=== Problem description ===
Each entry below should be output exactly, apart from its images.

Records to use section start

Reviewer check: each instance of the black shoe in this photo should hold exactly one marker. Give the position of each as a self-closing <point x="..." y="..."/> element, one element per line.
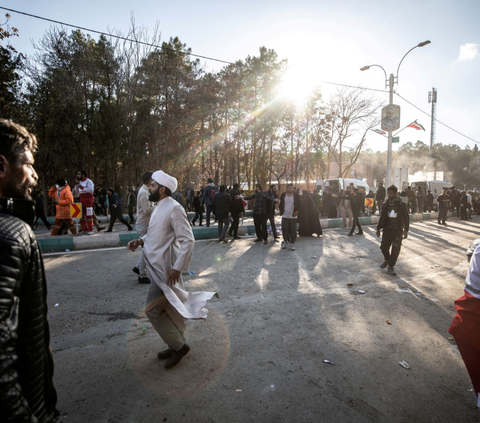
<point x="144" y="280"/>
<point x="177" y="356"/>
<point x="391" y="272"/>
<point x="165" y="355"/>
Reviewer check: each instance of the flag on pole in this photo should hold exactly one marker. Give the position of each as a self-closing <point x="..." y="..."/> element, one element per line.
<point x="416" y="125"/>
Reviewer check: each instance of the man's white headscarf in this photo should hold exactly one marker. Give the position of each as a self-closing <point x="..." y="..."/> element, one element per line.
<point x="161" y="178"/>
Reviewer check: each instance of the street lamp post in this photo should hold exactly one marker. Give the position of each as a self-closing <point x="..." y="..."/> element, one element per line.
<point x="390" y="82"/>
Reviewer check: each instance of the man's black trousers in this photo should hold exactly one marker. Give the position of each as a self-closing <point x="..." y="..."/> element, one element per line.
<point x="391" y="238"/>
<point x="260" y="221"/>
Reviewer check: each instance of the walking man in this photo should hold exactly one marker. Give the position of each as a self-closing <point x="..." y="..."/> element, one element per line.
<point x="443" y="205"/>
<point x="144" y="211"/>
<point x="63" y="195"/>
<point x="197" y="208"/>
<point x="221" y="208"/>
<point x="85" y="188"/>
<point x="236" y="209"/>
<point x="270" y="208"/>
<point x="395" y="222"/>
<point x="116" y="210"/>
<point x="290" y="204"/>
<point x="380" y="196"/>
<point x="27" y="393"/>
<point x="356" y="203"/>
<point x="207" y="198"/>
<point x="168" y="248"/>
<point x="260" y="212"/>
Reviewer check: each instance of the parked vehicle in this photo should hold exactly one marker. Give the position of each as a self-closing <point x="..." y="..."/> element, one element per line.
<point x="436" y="188"/>
<point x="338" y="184"/>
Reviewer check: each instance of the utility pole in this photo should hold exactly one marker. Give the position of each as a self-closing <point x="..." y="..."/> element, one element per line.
<point x="432" y="98"/>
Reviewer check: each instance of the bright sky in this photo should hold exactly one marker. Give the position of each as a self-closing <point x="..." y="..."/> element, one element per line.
<point x="323" y="41"/>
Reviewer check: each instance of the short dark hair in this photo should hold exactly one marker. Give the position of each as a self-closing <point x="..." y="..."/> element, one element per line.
<point x="147" y="177"/>
<point x="15" y="140"/>
<point x="393" y="188"/>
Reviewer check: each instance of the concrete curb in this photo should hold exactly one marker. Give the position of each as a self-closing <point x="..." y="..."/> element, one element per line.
<point x="85" y="242"/>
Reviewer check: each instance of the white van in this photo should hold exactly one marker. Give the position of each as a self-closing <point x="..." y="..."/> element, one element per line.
<point x="338" y="184"/>
<point x="435" y="187"/>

Records to use section end

=== Finished task ===
Reviewer check: each instance of the black shoe in this photo should hold exactly one marker. Give the position of each as a self-closing <point x="..." y="..."/> element, one element per line.
<point x="144" y="280"/>
<point x="177" y="356"/>
<point x="391" y="272"/>
<point x="165" y="355"/>
Reviewer check: each instance of the flag on pole in this photo should hold exactly one marker. Give the position of each as a self-closing <point x="..." y="..."/> element, one element per line.
<point x="416" y="125"/>
Reviewer check: each instance of the man's white headscarf in this photo should hold exactly one marker. Give the position of each as a self-closing <point x="..." y="..."/> element, one element per line.
<point x="161" y="178"/>
Reviewer check: each instance of the street lamp post in this photo should hold exactly one marker. Give the position of each as a self-closing <point x="..." y="..."/> element, one element per line.
<point x="390" y="82"/>
Reviewer check: each instance of the man's black trousers in this photo should hold exactly one marker. Give the position of each as a self-closing <point x="..." y="..."/> element, one element per line.
<point x="391" y="238"/>
<point x="260" y="221"/>
Reviewer check: each instance of the walking man in this photo should hold exactly one marker. Give the position of each as a self-closing <point x="..." y="..."/> element, one element per line.
<point x="443" y="205"/>
<point x="144" y="211"/>
<point x="63" y="195"/>
<point x="197" y="208"/>
<point x="221" y="208"/>
<point x="85" y="188"/>
<point x="236" y="209"/>
<point x="270" y="208"/>
<point x="395" y="222"/>
<point x="116" y="210"/>
<point x="290" y="204"/>
<point x="380" y="196"/>
<point x="27" y="393"/>
<point x="356" y="203"/>
<point x="207" y="198"/>
<point x="168" y="248"/>
<point x="260" y="212"/>
Reviewer check: each instance of the parked vehicle in this photo should hold exactly one marker. Give the position of each as a self-closing <point x="..." y="..."/> element, one element per line.
<point x="436" y="188"/>
<point x="338" y="184"/>
Reviewer check: each instance of the utility pole in this photo should hold exactly one marker. Give the position of each as a self-closing <point x="..." y="..."/> element, one element per line.
<point x="432" y="98"/>
Reviewer check: each instance of the bright sky in this photo should hold exactly one marker. Give the position of each as a self-closing <point x="..." y="..."/> element, one element per line.
<point x="323" y="41"/>
Reviewer check: each instance of the short dark hair in this photo should hold exactly one marker. Give the position of each as a self-closing <point x="..." y="..."/> element, one element per line.
<point x="147" y="177"/>
<point x="15" y="140"/>
<point x="393" y="188"/>
Reviewer check: each instance of the concrete curb in this photo should hold exactly one marker. Give the position of each as a self-closing <point x="..." y="..."/> element, one element per line.
<point x="85" y="242"/>
Reviewer check: each instance of the white van in this photo should hold exactly one marker. Give the position of each as a self-closing <point x="..." y="..."/> element, one element per line.
<point x="338" y="184"/>
<point x="435" y="187"/>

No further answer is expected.